■ **Problem description**: Answer with the exact lines of the following material from the one containing "10L57 2L0 126L383" through the one containing "positive clicks: (720, 86)", both end lines included.

■ **Data records**:
**********

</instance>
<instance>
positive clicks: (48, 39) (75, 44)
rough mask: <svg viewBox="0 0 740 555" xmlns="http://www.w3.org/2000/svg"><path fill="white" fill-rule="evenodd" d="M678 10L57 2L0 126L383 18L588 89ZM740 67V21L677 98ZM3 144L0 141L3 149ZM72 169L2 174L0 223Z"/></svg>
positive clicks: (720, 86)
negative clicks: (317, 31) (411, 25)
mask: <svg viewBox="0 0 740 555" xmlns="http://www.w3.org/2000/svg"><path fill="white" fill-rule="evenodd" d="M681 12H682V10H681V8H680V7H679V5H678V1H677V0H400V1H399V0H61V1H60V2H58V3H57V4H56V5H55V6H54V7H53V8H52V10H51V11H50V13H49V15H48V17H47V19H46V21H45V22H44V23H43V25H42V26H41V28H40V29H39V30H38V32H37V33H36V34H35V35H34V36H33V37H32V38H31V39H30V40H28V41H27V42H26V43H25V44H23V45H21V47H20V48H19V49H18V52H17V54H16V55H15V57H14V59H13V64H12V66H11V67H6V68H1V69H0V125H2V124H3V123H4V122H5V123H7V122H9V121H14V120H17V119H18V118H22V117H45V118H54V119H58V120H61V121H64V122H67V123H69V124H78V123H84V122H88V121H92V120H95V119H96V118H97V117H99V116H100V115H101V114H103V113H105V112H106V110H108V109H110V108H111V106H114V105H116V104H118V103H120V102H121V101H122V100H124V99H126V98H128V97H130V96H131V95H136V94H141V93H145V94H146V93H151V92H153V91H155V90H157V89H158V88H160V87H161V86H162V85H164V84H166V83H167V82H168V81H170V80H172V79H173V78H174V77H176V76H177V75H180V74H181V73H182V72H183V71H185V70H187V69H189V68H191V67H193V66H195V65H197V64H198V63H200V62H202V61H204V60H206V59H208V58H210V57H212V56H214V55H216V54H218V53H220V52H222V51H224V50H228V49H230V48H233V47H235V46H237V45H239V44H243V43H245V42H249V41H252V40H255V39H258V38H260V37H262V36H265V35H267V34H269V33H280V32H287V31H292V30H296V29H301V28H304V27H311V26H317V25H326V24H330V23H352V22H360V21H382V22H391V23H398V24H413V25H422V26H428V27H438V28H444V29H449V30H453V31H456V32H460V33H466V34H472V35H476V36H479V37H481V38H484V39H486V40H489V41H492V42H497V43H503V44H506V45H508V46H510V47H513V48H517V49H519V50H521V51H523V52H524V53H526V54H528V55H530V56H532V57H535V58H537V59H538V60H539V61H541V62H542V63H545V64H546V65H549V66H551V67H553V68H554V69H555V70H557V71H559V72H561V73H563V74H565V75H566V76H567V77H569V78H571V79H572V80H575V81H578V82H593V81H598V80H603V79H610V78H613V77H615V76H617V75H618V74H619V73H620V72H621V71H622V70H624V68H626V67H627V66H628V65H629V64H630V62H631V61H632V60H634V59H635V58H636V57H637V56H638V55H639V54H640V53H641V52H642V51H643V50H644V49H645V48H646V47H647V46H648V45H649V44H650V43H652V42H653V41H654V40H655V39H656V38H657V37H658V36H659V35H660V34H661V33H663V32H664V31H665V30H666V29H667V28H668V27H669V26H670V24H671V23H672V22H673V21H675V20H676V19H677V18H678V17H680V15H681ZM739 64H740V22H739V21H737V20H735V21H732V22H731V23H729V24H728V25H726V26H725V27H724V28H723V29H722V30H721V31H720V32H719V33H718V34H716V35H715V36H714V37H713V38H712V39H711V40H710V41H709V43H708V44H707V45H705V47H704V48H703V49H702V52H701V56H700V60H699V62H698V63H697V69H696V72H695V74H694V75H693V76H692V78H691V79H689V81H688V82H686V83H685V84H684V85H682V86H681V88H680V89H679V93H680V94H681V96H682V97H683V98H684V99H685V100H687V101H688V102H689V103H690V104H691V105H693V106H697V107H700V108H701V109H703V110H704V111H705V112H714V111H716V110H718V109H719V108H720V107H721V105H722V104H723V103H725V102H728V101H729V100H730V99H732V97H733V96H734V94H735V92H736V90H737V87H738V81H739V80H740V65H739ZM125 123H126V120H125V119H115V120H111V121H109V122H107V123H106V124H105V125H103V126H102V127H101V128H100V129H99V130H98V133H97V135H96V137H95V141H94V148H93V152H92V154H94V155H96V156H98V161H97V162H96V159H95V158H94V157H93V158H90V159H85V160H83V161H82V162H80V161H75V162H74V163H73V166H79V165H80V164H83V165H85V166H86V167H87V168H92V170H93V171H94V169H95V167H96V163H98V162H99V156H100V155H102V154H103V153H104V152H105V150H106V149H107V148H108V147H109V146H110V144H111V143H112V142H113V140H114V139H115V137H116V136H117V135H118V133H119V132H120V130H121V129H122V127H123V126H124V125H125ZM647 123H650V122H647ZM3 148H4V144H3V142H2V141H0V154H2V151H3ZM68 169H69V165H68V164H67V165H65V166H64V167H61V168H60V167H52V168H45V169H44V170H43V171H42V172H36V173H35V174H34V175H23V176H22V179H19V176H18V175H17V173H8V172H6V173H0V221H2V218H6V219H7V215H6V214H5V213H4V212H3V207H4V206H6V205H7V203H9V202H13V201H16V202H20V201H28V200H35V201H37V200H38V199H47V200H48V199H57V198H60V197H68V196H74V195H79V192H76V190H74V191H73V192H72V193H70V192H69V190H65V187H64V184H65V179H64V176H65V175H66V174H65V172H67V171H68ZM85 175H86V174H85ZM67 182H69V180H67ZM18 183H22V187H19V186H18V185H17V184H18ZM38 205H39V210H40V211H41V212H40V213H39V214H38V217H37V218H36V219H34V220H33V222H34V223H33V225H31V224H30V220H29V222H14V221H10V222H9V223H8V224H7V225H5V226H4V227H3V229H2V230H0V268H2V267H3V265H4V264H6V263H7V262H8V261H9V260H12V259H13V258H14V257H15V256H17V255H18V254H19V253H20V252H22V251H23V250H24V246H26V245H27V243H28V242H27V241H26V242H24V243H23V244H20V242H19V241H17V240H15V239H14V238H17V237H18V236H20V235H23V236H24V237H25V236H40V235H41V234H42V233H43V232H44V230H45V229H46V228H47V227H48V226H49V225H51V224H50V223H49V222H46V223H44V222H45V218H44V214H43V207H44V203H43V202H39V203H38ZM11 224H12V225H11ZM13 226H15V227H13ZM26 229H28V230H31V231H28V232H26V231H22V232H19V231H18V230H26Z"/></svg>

**********

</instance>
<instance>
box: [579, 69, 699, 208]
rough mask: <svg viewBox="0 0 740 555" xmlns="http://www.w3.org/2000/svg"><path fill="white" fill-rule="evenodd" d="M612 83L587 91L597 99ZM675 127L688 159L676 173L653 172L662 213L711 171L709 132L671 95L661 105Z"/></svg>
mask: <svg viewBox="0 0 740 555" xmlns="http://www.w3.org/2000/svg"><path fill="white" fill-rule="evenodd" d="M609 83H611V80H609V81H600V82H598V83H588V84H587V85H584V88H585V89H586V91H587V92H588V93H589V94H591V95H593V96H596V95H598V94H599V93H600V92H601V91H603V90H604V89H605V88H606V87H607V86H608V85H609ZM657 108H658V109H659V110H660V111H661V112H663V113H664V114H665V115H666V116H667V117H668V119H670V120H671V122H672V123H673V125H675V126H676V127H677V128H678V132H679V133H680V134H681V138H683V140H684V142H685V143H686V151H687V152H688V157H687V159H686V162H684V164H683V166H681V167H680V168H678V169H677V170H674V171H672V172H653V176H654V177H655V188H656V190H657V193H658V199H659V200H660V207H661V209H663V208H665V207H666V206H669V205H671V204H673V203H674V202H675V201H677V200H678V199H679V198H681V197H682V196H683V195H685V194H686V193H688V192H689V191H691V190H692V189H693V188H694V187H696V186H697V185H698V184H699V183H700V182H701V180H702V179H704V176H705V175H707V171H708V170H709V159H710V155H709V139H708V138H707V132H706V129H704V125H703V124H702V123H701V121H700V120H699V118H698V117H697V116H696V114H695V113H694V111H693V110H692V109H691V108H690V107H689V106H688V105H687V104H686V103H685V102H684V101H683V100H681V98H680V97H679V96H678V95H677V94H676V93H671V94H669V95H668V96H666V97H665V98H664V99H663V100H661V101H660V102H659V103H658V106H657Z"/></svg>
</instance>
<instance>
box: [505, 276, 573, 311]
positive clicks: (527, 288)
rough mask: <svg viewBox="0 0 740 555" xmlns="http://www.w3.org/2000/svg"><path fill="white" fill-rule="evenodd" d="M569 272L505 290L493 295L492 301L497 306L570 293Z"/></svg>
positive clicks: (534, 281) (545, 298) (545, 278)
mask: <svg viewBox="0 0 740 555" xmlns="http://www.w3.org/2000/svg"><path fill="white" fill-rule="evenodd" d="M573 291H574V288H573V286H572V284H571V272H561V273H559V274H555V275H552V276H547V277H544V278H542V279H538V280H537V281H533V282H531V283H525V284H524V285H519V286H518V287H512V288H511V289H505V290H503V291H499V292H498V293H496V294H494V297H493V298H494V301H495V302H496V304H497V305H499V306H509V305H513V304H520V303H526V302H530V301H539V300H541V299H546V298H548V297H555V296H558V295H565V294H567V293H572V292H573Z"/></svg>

**********

■ **Answer for the task**:
rough mask: <svg viewBox="0 0 740 555" xmlns="http://www.w3.org/2000/svg"><path fill="white" fill-rule="evenodd" d="M678 10L57 2L0 126L383 18L588 89ZM740 67V21L677 98ZM3 144L0 141L3 149ZM72 169L2 174L0 223Z"/></svg>
positive clicks: (720, 86)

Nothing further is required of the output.